_Task directions_: Repeat verbatim the lines of the data below, beginning with the line containing "In the photograph above, where can the beige coat" and continuing to the end.

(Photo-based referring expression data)
*** Block opens ***

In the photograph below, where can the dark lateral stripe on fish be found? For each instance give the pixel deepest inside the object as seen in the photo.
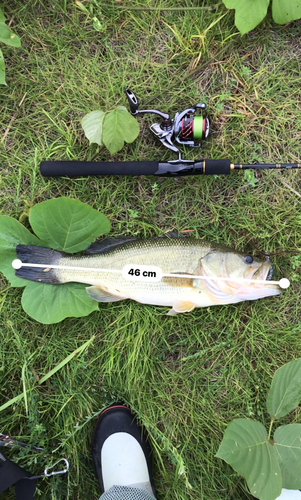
(31, 254)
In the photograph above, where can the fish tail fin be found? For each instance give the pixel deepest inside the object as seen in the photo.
(30, 254)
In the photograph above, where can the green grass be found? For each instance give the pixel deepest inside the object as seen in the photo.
(186, 377)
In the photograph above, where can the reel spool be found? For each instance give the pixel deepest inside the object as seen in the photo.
(185, 128)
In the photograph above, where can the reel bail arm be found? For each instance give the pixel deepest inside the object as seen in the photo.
(185, 128)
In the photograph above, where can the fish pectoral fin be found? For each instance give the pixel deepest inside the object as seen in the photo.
(97, 293)
(180, 307)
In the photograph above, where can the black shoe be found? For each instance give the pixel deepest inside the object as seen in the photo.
(120, 451)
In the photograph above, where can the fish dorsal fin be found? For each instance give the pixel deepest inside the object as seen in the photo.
(181, 306)
(102, 246)
(97, 293)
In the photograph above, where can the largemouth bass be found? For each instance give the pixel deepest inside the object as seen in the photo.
(178, 255)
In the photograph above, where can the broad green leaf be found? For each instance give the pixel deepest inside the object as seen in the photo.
(119, 126)
(66, 224)
(12, 233)
(285, 392)
(288, 447)
(284, 11)
(92, 124)
(8, 37)
(53, 303)
(2, 69)
(246, 448)
(248, 13)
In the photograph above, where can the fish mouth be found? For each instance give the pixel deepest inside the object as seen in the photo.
(264, 272)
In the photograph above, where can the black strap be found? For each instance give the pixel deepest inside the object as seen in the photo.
(12, 474)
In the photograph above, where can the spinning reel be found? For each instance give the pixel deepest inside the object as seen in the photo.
(185, 128)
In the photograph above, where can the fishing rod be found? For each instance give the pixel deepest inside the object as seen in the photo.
(186, 128)
(140, 272)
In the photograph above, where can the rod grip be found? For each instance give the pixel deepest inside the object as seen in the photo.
(85, 168)
(217, 167)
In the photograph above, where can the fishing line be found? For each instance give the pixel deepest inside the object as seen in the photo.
(134, 272)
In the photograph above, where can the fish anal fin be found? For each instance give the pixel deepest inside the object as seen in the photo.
(181, 306)
(100, 295)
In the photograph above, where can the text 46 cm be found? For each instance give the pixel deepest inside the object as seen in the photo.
(145, 274)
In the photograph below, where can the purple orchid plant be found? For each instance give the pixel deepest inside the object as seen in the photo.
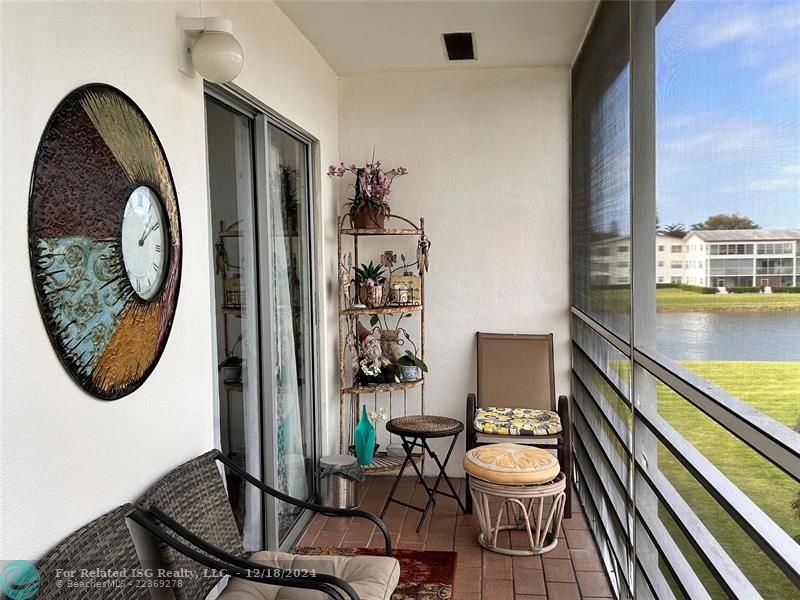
(373, 183)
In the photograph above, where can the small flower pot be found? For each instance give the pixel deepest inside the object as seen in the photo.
(372, 296)
(408, 373)
(368, 217)
(390, 344)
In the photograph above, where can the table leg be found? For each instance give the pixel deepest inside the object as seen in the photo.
(432, 493)
(409, 457)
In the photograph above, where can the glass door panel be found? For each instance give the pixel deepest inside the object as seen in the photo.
(291, 339)
(231, 182)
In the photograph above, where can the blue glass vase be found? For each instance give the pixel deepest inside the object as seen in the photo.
(365, 439)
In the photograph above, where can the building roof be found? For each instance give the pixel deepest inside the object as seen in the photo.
(746, 235)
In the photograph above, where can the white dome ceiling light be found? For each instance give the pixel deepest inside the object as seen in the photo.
(208, 46)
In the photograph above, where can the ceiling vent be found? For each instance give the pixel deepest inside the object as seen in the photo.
(459, 46)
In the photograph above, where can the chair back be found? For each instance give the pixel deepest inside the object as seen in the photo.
(193, 494)
(104, 544)
(516, 371)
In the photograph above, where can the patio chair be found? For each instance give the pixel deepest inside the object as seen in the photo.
(516, 399)
(189, 515)
(104, 544)
(101, 561)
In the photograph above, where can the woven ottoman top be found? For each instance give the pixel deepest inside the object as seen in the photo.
(424, 426)
(513, 464)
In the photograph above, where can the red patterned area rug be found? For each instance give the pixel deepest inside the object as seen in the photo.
(424, 575)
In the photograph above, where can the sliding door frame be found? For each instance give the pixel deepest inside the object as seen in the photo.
(263, 117)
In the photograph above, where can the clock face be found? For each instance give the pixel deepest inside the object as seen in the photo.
(104, 240)
(144, 249)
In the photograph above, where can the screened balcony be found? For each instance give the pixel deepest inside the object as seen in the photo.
(623, 174)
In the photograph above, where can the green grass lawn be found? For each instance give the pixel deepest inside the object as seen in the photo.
(672, 299)
(773, 388)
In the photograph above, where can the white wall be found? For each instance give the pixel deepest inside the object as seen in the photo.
(64, 456)
(487, 153)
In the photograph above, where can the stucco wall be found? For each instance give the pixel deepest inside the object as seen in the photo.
(487, 153)
(64, 456)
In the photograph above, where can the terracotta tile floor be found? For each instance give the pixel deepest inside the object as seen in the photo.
(572, 571)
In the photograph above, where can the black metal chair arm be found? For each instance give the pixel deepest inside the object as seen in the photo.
(472, 406)
(564, 410)
(317, 508)
(228, 564)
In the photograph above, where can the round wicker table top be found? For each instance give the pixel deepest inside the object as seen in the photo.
(424, 426)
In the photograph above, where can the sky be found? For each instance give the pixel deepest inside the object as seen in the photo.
(728, 111)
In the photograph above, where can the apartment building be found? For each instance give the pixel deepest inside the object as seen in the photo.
(722, 258)
(749, 257)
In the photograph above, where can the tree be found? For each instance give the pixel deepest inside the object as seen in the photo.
(674, 230)
(725, 221)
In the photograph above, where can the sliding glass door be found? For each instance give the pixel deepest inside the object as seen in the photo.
(290, 269)
(264, 299)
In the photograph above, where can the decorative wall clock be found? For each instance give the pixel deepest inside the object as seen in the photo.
(104, 240)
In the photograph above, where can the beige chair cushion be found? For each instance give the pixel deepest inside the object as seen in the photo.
(511, 464)
(373, 577)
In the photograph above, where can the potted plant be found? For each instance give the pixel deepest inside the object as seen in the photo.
(369, 207)
(410, 367)
(370, 284)
(231, 367)
(375, 372)
(391, 338)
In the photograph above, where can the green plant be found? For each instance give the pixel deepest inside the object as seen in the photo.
(409, 359)
(370, 273)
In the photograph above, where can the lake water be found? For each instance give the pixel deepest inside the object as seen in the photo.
(768, 336)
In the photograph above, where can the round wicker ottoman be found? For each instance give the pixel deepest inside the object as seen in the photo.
(529, 485)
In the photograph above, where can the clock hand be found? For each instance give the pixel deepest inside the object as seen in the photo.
(151, 230)
(146, 232)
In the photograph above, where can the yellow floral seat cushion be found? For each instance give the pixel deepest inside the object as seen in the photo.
(511, 464)
(516, 421)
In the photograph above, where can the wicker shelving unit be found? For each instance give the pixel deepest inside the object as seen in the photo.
(350, 393)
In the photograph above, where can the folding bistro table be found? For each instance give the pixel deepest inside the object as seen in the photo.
(415, 431)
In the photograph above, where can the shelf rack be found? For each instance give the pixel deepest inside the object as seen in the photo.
(349, 395)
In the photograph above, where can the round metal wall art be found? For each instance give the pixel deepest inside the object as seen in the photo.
(104, 240)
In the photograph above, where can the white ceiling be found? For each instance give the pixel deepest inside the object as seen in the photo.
(376, 36)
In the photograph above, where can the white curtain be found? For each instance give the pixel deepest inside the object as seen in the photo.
(291, 477)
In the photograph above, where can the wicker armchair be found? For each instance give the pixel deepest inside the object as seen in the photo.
(516, 371)
(104, 544)
(189, 515)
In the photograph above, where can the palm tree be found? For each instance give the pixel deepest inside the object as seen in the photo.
(674, 230)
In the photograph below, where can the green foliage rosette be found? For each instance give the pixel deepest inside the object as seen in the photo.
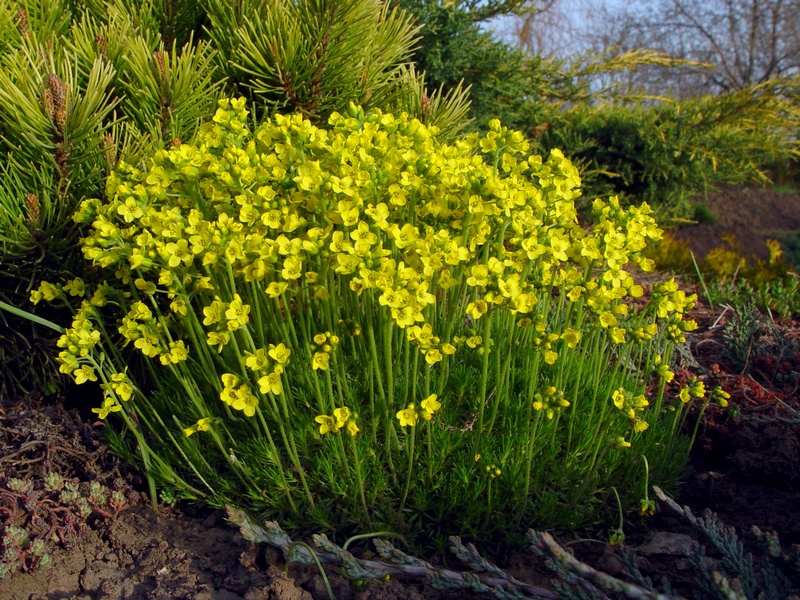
(360, 325)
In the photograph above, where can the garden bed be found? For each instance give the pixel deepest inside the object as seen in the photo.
(745, 466)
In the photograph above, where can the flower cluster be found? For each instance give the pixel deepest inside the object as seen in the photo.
(549, 401)
(630, 405)
(323, 345)
(328, 277)
(409, 415)
(695, 389)
(342, 417)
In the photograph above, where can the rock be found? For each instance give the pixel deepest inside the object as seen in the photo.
(664, 542)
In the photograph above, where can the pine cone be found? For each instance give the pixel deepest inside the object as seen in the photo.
(102, 49)
(22, 23)
(161, 64)
(60, 120)
(59, 90)
(32, 202)
(47, 104)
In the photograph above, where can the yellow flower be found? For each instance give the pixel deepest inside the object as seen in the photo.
(477, 309)
(84, 374)
(665, 373)
(201, 425)
(320, 361)
(271, 384)
(213, 312)
(433, 356)
(256, 361)
(429, 406)
(571, 336)
(276, 288)
(326, 424)
(407, 416)
(237, 313)
(279, 353)
(341, 415)
(109, 406)
(122, 386)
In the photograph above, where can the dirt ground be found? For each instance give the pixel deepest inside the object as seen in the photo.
(745, 467)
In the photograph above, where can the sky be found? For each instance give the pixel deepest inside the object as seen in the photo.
(569, 21)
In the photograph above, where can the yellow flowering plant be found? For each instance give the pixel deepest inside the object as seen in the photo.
(305, 302)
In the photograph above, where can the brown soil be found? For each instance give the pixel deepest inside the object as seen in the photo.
(745, 467)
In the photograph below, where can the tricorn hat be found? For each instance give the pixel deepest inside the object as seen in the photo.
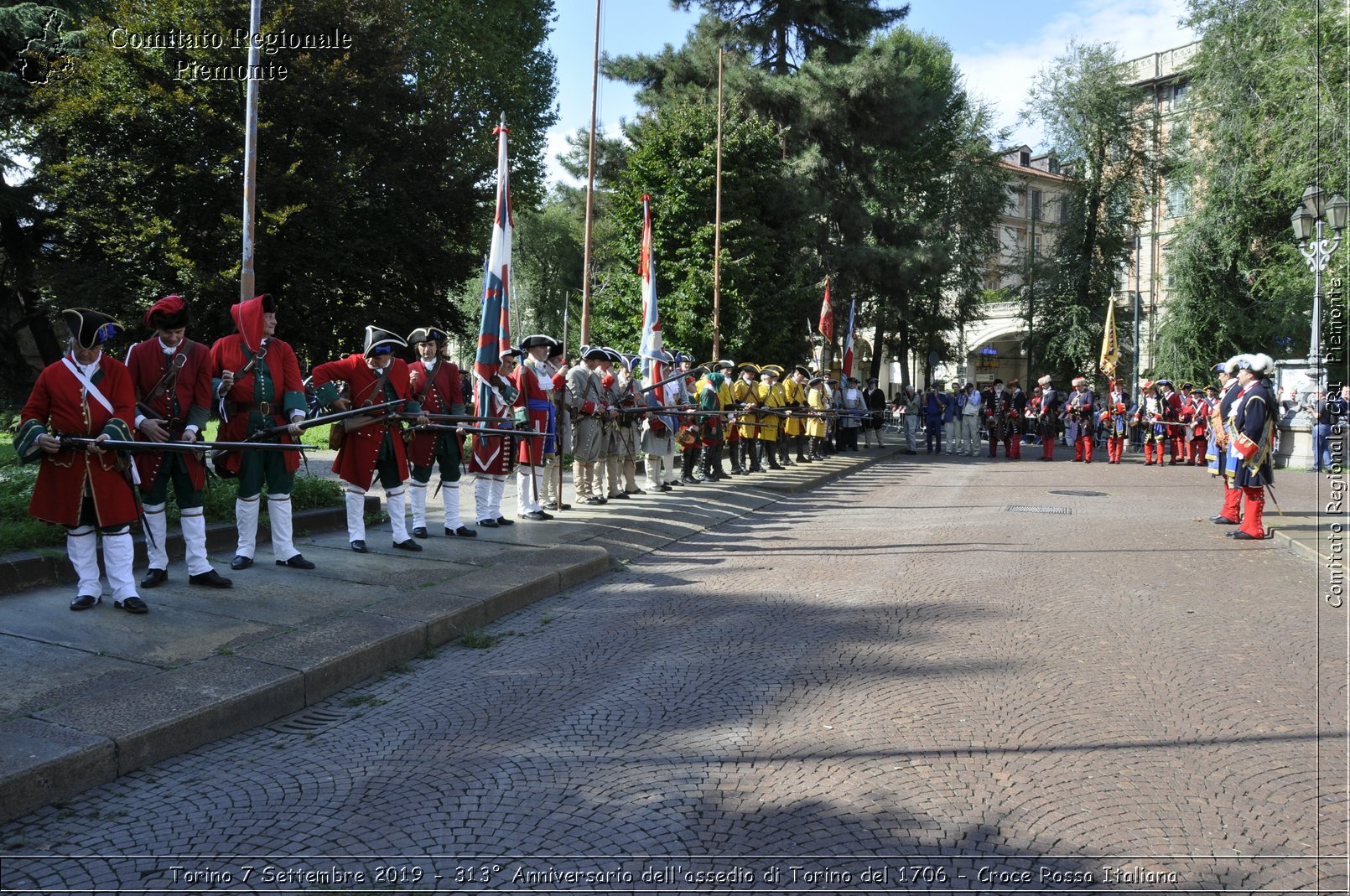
(91, 329)
(380, 342)
(427, 335)
(169, 312)
(536, 340)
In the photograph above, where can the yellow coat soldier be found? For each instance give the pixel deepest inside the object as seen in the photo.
(770, 424)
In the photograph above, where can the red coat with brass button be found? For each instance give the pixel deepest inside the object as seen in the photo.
(283, 369)
(442, 396)
(186, 401)
(360, 453)
(60, 408)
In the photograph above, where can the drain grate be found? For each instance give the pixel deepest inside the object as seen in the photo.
(311, 721)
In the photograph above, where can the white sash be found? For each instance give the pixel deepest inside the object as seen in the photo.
(90, 387)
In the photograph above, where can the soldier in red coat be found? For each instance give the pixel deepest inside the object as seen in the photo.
(535, 412)
(257, 381)
(88, 394)
(172, 376)
(373, 446)
(491, 455)
(435, 384)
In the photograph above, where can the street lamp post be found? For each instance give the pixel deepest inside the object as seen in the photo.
(1308, 218)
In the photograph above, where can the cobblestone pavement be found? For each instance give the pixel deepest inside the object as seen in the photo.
(937, 675)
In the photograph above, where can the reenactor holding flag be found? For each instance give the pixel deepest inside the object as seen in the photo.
(257, 380)
(535, 412)
(435, 384)
(588, 411)
(371, 446)
(172, 378)
(86, 393)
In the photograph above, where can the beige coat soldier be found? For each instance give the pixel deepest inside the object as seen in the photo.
(584, 404)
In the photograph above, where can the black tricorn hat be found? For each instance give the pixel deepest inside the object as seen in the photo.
(539, 339)
(376, 338)
(427, 335)
(91, 329)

*** Block closes ***

_Output for this task_:
In the photograph above, where can the beige coat soldier be found? For each instance give the pixel deepest inside the object as seen in the photo.
(584, 404)
In the photograph above, where can the black tricorn hat be found? For each instance give the pixel deepest inside the object as seen in the photo.
(539, 339)
(376, 338)
(427, 335)
(91, 329)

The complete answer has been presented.